* Job 1
Copy the part of the listing that opens with the line containing "tag: white sponsor tower banner => bbox" and closes with the line containing "[745,375,917,527]", keeping both of those lines.

Going to California: David Wilson

David Wilson. "Heal Again," 2009. Sumi ink on found paper, 60" x 192". Courtesy the artist.

My hometown of Lafayette, California, encompasses a 925-acre nature area, the boundaries of which press up against the town’s suburban roads and cul-de-sacs like a face against glass. When I was a teenager, I spent my afternoons hiking its trails, spying on the town’s happenings from these wooded and shrouded routes. I peered into neighbor’s backyards, watched carpools snake around curves, witnessed swim lessons and soccer practices from afar. I began to know the town from how it appeared when I was in the hills, and began to look toward the hills for comfort when I was standing in town.

In many Northern California locales, town and country similarly intertwine to create inverse versions of the same place. Nature, however mediated, dances at the edges of our cities and dissects our town centers, offering a visual respite from our highways and shopping malls. If you are stuck in traffic, look left to the Pacific Ocean; if you are crossing a crowded street, look right to a ridge line on which eucalyptus trees wave in the wind.

* Job 2
In the essay about David Wilson, how large is the nature area in Lafayette, California?

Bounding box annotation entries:
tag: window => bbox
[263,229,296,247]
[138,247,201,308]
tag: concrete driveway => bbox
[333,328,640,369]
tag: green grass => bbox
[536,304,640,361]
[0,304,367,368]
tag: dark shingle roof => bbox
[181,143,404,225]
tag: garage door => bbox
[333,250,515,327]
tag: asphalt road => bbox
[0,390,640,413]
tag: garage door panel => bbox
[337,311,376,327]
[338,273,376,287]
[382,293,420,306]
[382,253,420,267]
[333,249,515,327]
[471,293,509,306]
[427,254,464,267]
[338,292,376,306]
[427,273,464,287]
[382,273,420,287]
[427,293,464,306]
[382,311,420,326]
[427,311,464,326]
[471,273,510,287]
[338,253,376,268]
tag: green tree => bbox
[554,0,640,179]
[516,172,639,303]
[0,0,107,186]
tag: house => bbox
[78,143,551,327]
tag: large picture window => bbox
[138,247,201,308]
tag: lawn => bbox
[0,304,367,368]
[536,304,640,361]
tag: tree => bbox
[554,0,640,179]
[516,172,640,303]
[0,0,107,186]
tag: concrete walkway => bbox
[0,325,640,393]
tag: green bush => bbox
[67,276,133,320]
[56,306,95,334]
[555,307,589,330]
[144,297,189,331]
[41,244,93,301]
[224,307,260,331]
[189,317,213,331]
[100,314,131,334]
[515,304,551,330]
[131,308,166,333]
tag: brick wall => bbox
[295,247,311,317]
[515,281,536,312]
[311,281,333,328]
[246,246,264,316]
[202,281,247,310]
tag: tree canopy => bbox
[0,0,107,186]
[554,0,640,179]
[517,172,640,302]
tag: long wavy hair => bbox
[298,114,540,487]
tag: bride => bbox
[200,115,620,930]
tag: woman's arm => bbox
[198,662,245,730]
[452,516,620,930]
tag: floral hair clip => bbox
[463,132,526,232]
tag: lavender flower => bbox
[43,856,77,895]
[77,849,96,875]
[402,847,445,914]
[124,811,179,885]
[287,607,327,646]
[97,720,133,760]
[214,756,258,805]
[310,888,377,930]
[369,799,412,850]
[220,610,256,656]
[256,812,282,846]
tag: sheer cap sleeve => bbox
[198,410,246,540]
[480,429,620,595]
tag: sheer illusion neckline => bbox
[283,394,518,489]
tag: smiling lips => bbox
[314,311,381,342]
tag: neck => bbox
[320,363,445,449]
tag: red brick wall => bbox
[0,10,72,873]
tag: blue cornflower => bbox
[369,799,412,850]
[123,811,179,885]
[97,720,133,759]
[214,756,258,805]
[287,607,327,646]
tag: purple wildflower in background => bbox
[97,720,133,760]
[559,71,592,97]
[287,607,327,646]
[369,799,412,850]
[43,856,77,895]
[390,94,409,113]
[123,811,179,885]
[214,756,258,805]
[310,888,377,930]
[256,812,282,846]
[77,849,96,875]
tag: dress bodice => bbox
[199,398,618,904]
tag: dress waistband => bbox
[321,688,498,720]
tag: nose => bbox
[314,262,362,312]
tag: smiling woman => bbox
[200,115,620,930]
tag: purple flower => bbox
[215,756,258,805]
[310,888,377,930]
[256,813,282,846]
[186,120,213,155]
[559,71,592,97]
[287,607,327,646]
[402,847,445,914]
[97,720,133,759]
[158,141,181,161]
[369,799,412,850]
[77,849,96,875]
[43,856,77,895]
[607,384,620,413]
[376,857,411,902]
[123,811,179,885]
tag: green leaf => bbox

* * *

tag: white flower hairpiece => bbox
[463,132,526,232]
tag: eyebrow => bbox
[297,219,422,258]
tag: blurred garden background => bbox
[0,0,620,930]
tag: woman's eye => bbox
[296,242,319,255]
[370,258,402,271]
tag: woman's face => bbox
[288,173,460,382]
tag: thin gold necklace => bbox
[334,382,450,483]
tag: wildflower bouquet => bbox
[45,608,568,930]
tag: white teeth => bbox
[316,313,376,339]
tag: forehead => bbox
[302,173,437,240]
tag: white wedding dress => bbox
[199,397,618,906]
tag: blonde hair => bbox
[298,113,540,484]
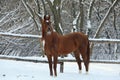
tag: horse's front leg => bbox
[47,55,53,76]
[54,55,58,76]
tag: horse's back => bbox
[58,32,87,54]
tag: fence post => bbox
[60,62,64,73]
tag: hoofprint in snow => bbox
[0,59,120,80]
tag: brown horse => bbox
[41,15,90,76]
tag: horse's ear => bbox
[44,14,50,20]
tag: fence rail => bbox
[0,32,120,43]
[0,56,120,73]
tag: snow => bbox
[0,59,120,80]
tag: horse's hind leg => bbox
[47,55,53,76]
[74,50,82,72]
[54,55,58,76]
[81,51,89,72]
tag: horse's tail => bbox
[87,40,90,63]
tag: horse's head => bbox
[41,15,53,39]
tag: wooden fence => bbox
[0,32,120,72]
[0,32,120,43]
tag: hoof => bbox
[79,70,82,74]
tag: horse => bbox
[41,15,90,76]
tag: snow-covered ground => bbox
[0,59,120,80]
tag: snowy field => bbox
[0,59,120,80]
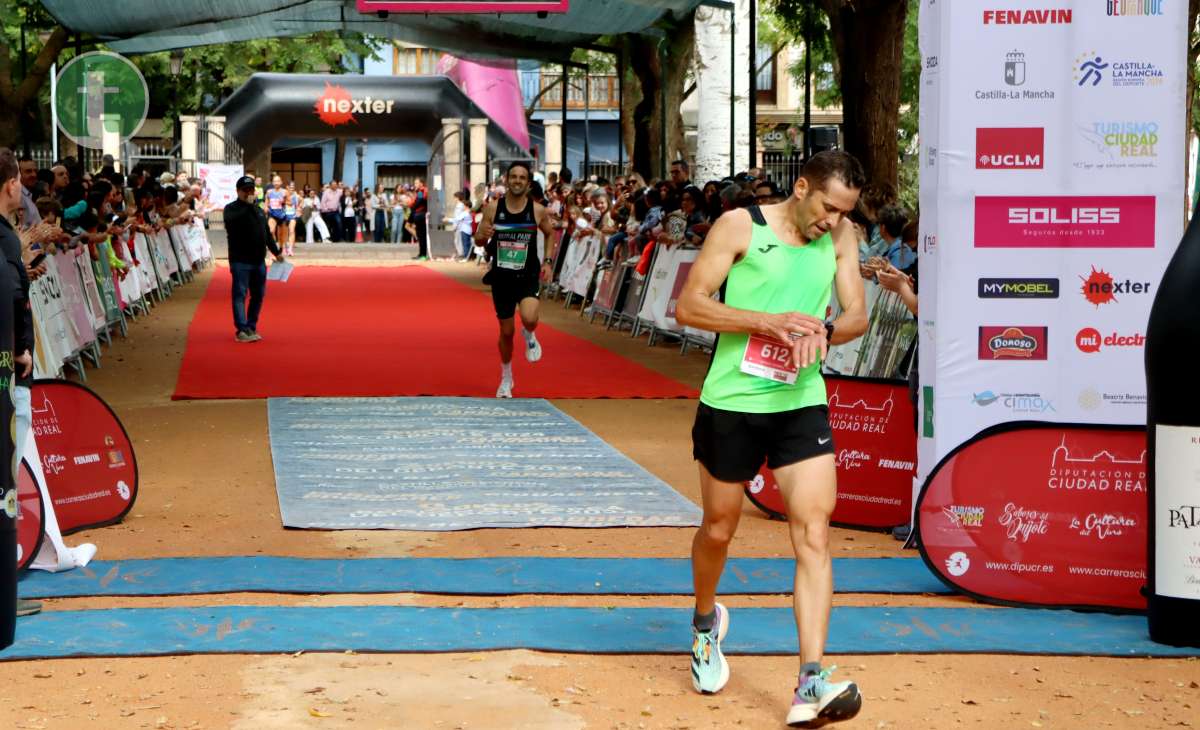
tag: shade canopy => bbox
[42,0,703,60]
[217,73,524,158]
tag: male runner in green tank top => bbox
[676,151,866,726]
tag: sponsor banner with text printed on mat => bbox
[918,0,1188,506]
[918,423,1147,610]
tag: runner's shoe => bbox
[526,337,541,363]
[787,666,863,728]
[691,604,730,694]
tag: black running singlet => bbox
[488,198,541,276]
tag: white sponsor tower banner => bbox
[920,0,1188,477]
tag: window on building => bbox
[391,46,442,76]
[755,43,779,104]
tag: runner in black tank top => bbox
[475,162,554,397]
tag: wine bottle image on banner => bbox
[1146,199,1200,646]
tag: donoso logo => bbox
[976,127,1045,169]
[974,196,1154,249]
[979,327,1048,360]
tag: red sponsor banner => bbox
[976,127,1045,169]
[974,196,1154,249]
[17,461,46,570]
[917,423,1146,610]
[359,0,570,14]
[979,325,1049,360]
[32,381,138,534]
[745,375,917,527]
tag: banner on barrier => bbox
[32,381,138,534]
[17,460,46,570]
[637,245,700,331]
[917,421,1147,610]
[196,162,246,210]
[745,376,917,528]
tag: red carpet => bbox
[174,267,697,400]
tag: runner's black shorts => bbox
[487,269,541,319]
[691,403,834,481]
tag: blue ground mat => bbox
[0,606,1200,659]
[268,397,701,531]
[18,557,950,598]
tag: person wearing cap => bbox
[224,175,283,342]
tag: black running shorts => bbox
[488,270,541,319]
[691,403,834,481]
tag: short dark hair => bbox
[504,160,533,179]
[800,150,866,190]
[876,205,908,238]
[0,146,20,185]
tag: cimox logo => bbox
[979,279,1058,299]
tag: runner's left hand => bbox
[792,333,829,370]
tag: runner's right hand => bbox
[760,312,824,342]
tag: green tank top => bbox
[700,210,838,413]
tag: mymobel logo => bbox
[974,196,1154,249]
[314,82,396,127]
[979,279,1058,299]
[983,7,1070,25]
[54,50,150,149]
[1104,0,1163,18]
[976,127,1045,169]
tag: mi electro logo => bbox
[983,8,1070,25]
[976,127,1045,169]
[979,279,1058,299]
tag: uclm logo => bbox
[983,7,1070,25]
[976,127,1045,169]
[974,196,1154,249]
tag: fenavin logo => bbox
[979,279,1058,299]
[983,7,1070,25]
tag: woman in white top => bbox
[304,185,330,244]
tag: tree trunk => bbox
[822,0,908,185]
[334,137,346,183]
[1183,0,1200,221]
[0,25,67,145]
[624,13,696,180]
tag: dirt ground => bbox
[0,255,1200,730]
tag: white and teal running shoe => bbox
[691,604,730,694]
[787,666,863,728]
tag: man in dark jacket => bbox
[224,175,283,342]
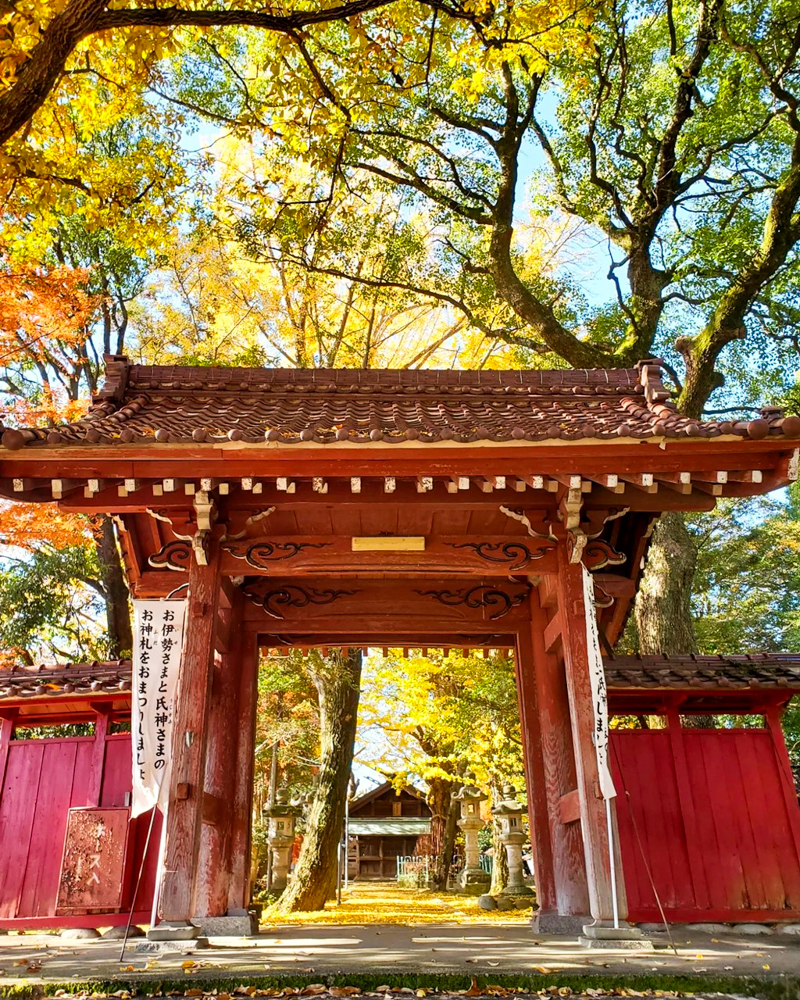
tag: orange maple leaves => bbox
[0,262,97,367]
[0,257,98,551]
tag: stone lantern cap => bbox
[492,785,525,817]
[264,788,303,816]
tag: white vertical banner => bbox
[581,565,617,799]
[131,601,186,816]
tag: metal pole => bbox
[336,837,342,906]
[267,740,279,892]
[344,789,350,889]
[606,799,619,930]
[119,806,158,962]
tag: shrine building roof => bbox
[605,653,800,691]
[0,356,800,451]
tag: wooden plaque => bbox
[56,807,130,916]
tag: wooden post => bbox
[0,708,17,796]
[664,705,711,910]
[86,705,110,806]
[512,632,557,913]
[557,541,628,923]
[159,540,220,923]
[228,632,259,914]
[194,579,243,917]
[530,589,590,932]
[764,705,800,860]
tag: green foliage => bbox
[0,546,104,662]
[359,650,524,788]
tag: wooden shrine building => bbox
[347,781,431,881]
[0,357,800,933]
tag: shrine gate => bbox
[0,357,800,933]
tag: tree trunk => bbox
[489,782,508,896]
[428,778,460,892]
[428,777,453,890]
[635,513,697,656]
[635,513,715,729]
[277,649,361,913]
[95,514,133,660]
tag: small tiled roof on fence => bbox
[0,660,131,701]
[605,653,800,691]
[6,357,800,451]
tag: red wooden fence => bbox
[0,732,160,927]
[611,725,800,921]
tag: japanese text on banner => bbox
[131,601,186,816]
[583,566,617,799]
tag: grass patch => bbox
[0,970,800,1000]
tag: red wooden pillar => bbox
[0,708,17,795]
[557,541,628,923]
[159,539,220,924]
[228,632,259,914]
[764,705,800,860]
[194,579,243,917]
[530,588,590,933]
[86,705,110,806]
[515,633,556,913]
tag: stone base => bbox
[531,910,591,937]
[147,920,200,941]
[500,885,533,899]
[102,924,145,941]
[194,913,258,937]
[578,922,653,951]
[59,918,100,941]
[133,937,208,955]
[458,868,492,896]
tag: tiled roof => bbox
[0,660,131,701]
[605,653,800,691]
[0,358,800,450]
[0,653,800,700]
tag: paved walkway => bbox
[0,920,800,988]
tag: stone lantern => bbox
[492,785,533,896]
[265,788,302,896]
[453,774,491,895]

...

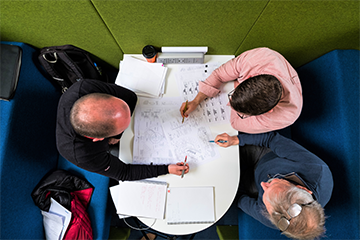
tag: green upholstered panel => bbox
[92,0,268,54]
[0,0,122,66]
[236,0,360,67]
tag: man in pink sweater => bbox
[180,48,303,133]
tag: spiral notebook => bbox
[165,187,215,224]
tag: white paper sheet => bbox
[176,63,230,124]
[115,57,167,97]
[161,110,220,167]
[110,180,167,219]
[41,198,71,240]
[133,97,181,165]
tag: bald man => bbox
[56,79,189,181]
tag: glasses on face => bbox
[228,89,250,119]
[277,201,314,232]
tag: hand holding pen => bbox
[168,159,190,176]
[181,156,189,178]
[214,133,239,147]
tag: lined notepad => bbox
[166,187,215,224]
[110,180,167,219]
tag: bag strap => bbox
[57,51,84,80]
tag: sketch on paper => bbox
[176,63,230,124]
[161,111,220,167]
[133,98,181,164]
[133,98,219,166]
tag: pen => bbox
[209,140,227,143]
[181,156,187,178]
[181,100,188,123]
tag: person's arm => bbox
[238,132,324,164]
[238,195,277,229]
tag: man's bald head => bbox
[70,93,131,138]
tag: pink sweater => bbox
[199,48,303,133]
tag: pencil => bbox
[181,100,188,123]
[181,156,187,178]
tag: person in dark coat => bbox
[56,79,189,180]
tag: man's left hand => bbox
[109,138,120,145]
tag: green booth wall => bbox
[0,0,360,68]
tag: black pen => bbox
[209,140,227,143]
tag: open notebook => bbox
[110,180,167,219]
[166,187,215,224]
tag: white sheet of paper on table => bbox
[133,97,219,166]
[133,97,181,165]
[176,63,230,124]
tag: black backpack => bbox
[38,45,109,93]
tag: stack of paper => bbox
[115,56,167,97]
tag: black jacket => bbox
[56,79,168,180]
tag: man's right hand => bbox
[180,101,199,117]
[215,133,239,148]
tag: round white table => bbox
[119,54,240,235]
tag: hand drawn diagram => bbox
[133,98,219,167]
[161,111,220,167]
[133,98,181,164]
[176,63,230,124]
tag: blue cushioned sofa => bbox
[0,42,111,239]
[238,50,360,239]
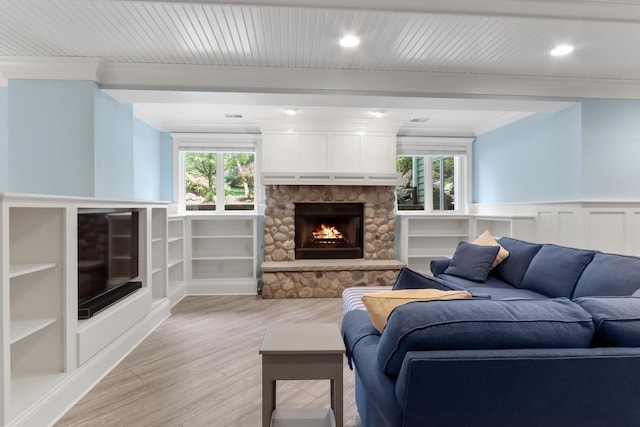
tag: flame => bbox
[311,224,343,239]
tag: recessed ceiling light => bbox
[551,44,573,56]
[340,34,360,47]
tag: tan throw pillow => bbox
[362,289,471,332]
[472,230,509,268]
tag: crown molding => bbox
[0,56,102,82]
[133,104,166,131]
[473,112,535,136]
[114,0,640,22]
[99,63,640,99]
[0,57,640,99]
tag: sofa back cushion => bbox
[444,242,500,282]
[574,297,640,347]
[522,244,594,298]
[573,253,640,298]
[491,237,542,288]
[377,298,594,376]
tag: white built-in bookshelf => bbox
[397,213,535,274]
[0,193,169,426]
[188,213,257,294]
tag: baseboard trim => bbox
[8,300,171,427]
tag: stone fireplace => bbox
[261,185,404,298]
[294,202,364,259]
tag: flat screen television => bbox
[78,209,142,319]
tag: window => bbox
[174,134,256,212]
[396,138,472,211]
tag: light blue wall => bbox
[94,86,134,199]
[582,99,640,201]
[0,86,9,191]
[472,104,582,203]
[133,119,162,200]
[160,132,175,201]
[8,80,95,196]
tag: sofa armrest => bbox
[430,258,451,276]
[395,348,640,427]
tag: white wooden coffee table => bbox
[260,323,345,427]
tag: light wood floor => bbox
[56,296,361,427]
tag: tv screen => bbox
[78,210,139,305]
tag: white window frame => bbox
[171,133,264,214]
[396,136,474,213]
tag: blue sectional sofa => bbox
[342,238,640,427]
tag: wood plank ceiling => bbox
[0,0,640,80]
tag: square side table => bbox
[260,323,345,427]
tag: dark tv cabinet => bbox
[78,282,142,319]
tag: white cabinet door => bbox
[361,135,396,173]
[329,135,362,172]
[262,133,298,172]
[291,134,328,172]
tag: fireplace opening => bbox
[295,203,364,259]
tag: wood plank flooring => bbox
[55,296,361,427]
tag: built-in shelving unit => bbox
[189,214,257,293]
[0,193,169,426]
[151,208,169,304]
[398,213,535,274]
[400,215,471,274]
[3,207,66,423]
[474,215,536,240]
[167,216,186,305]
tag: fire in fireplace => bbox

* Complete output 1
tag: white sponsor tower banner => bbox
[920,0,1188,477]
tag: window on building => bbox
[391,46,442,76]
[755,43,779,104]
tag: runner in black tank top => bbox
[475,162,554,397]
tag: wine bottle image on banner => bbox
[1146,199,1200,646]
tag: donoso logo => bbox
[976,127,1045,169]
[974,196,1154,249]
[979,327,1048,360]
tag: red sponsor banner => bbox
[976,127,1045,169]
[974,196,1154,249]
[17,461,46,570]
[917,423,1146,610]
[359,0,570,14]
[979,325,1049,360]
[32,381,138,534]
[745,375,917,527]

* Complete output 2
925 acres.